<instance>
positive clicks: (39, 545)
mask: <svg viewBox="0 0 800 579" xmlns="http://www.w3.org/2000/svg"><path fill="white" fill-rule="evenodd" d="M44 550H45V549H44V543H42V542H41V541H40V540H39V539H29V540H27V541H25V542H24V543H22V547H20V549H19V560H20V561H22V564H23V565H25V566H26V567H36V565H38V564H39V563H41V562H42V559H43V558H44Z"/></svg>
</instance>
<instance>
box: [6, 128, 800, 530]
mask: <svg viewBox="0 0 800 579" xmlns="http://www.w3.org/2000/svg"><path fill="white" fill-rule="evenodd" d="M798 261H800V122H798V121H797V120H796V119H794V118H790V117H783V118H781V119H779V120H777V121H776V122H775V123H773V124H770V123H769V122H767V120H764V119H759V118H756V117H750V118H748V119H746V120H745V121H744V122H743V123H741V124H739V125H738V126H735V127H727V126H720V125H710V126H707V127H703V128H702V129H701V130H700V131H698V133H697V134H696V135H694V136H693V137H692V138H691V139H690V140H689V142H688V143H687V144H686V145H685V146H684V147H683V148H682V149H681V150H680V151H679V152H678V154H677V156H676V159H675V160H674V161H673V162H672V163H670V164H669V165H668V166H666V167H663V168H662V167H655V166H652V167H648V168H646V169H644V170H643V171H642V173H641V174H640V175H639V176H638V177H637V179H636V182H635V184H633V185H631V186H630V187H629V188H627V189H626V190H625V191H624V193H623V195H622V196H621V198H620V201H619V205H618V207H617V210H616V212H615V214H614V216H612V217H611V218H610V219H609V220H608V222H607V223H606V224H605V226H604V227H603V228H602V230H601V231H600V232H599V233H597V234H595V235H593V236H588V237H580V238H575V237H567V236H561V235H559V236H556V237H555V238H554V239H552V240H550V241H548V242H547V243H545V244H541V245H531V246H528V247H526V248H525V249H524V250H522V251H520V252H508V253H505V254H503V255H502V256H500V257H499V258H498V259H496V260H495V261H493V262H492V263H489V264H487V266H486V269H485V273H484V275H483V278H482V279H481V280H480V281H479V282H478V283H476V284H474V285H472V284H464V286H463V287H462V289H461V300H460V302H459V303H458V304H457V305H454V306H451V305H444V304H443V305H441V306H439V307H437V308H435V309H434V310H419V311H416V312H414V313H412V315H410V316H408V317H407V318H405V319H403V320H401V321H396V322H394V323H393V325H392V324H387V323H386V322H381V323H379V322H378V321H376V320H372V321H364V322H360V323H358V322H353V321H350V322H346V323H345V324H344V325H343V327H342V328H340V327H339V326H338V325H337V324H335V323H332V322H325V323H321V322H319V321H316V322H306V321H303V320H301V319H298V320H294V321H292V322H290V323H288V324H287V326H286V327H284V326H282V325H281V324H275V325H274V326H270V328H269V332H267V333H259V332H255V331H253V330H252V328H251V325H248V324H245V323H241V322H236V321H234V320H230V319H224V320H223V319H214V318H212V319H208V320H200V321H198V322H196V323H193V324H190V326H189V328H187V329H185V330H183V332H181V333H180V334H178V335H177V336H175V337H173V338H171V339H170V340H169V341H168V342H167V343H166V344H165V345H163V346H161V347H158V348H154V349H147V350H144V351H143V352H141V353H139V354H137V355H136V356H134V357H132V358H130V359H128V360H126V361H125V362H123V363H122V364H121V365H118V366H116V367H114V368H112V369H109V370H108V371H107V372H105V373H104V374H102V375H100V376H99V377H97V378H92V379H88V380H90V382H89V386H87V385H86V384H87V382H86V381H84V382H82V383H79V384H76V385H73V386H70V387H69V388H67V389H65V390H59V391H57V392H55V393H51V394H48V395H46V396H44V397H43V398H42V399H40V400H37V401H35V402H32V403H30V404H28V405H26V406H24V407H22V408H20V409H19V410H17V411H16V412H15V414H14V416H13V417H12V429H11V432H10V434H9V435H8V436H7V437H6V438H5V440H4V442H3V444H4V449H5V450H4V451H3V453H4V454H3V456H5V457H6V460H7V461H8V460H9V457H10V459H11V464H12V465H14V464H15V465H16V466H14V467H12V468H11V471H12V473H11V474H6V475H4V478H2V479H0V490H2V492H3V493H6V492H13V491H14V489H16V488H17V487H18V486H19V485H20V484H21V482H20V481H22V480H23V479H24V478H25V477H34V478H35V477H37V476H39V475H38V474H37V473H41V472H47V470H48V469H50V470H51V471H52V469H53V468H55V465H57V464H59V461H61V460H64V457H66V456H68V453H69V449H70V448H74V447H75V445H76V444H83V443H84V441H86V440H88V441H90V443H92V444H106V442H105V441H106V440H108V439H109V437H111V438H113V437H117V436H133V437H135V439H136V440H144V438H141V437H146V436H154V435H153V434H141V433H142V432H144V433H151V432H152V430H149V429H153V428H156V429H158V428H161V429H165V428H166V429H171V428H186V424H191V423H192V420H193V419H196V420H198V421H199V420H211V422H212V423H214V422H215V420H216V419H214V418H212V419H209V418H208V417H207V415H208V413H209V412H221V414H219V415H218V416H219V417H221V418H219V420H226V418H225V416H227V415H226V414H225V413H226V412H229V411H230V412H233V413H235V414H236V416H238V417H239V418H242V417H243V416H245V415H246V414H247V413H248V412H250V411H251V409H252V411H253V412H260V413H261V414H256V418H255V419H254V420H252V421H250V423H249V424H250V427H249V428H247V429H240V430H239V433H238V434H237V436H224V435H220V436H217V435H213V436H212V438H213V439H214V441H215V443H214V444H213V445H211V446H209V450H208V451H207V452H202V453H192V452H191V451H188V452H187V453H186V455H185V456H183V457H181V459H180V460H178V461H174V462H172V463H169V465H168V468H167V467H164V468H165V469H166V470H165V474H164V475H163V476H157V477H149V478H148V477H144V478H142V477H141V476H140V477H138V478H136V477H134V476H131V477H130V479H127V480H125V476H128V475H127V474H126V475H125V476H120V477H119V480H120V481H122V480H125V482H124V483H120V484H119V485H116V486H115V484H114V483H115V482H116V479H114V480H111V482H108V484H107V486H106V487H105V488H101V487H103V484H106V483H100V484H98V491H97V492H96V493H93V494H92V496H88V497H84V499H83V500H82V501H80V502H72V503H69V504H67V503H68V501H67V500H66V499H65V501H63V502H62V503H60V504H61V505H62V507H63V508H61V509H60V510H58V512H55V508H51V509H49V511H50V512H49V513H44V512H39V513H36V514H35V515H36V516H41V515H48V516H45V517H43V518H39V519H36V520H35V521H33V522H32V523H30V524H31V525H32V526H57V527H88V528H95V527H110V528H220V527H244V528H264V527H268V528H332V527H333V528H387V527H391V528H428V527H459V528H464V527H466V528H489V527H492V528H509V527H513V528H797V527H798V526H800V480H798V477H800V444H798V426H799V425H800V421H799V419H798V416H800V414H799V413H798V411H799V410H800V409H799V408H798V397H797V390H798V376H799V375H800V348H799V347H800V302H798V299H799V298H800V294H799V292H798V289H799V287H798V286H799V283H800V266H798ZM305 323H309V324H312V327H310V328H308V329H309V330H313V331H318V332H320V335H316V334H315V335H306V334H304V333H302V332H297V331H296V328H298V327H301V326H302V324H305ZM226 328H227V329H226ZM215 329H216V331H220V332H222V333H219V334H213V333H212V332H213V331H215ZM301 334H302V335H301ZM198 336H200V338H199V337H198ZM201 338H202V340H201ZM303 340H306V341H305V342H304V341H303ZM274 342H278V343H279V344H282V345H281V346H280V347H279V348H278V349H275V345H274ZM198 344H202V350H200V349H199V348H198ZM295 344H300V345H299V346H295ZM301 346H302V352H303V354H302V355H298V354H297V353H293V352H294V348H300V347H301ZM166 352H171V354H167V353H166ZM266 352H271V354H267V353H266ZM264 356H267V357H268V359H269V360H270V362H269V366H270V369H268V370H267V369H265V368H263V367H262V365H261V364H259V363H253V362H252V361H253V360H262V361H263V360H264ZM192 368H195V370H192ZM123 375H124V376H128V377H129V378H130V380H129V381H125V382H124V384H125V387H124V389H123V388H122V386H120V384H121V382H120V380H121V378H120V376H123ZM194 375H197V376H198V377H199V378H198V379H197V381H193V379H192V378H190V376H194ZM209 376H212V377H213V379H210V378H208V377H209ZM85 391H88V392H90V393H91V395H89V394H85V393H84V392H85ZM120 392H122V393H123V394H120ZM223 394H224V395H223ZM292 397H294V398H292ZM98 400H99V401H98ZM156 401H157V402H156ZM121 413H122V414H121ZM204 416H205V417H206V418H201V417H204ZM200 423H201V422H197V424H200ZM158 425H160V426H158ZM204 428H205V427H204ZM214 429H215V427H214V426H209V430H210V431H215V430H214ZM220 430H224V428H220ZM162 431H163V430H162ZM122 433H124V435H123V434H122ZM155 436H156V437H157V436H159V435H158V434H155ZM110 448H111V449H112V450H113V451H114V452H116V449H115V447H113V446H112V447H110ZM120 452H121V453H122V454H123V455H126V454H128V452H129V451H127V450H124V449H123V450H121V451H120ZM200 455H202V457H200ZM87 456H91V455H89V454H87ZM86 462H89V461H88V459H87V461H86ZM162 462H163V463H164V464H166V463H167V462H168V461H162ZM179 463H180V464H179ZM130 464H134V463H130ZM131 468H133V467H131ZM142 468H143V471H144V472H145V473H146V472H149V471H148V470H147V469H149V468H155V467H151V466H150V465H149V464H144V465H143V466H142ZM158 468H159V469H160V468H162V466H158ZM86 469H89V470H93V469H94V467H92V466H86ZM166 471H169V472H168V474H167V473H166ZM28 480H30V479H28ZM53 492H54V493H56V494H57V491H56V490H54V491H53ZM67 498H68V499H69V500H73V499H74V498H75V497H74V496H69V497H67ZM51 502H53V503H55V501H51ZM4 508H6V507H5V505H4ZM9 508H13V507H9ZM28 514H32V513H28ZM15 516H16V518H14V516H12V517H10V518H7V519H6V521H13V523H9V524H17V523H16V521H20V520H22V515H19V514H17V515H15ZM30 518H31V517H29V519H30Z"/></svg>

* * * * * * *

WORK INSTRUCTION = In the listing above, the lines from the one containing "positive clicks: (39, 545)" through the one containing "</instance>" must be set down exactly, with no other lines.

YOUR SOLUTION =
positive clicks: (39, 545)
mask: <svg viewBox="0 0 800 579" xmlns="http://www.w3.org/2000/svg"><path fill="white" fill-rule="evenodd" d="M44 550H45V549H44V543H42V542H41V541H40V540H39V539H29V540H27V541H25V542H24V543H22V547H20V549H19V560H20V561H22V564H23V565H25V566H26V567H36V565H38V564H39V563H41V562H42V559H43V558H44Z"/></svg>
</instance>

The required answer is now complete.